* **TASK BRIEF**:
Copy the data below word for word, keeping every line and its order unchanged.

• • •

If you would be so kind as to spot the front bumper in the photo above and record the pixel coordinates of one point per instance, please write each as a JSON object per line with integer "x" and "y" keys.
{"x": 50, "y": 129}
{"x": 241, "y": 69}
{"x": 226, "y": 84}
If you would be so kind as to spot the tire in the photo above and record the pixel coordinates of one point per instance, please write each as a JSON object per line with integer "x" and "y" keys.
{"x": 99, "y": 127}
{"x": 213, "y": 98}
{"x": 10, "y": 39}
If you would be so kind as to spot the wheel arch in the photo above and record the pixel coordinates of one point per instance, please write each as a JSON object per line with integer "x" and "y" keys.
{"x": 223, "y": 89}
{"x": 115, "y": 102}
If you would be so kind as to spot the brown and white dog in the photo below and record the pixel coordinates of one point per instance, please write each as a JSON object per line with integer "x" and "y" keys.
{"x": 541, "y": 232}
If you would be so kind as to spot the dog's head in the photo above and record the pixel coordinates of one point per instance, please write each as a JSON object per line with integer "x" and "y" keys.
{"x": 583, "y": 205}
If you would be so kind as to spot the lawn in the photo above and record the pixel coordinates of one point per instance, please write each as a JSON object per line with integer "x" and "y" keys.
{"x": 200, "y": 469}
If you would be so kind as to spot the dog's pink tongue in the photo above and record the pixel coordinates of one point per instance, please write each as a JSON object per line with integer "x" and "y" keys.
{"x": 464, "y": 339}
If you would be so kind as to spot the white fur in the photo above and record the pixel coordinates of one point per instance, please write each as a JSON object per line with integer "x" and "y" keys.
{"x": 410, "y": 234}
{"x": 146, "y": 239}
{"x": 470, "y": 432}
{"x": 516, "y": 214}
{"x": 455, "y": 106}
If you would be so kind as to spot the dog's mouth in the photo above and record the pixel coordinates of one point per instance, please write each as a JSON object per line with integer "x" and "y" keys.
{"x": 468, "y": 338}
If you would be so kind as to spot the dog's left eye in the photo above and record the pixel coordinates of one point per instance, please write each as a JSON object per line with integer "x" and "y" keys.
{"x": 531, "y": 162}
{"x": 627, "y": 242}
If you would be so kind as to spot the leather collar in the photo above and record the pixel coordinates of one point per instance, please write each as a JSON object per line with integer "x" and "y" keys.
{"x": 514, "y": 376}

• • •

* **REPLY**:
If you would be so kind as to spot the front bumper in the photo above and record the pixel coordinates of one point per instance, please write each as a JSON object per line with integer "x" and "y" keys.
{"x": 50, "y": 129}
{"x": 241, "y": 69}
{"x": 226, "y": 84}
If you would be so kind as to spot the tire in the photo above and record the pixel coordinates of one point per instance, please write each as a JSON object per line with integer "x" and "y" keys.
{"x": 99, "y": 127}
{"x": 213, "y": 98}
{"x": 10, "y": 39}
If you would be so kind as to spot the wheel arch in the photo above and record the pixel coordinates of one point per instance, please write each as a JSON object per line with integer "x" and "y" keys.
{"x": 223, "y": 89}
{"x": 115, "y": 102}
If you would be so kind as to spot the brown and white dog in the photo below and record the pixel coordinates of one point per instance, please write each as a JSON object per line with integer "x" and "y" keys.
{"x": 541, "y": 232}
If you would be so kind as to spot the dog's head in the photo above and record the pixel coordinates of one point per instance, please write each as a JSON object per line with integer "x" and "y" keys.
{"x": 583, "y": 205}
If you would be so kind as to spot the lawn in the photo above and record the pixel coordinates of one point per instance, please write each as a JSON object per line with integer "x" and "y" keys.
{"x": 200, "y": 469}
If you would be so kind as to spot the dog's pink tongue in the photo above and record the pixel coordinates of one point per instance, please write each as a JSON object per line with integer "x" and "y" keys.
{"x": 464, "y": 339}
If you would be so kind as to spot the white fur in the photo above and record the pixel coordinates of one point per instance, please write each as a JSON object per line with integer "x" and "y" keys.
{"x": 410, "y": 234}
{"x": 146, "y": 239}
{"x": 470, "y": 432}
{"x": 516, "y": 214}
{"x": 455, "y": 106}
If you would be so kind as to spot the dog's mouth in the photo above and record the pixel coordinates of one point per instance, please write each as a JSON object per line with integer "x" and "y" keys.
{"x": 468, "y": 338}
If you would be so kind as to spot the dog's left eye in the photo above and record the pixel coordinates of one point per instance, please write each as a JSON object per line with integer "x" and "y" keys.
{"x": 531, "y": 162}
{"x": 627, "y": 242}
If you would be so kind as to spot the leather collar in the photo above and record the pixel coordinates of one point per instance, please write each as a JSON object per line with integer "x" and "y" keys.
{"x": 514, "y": 376}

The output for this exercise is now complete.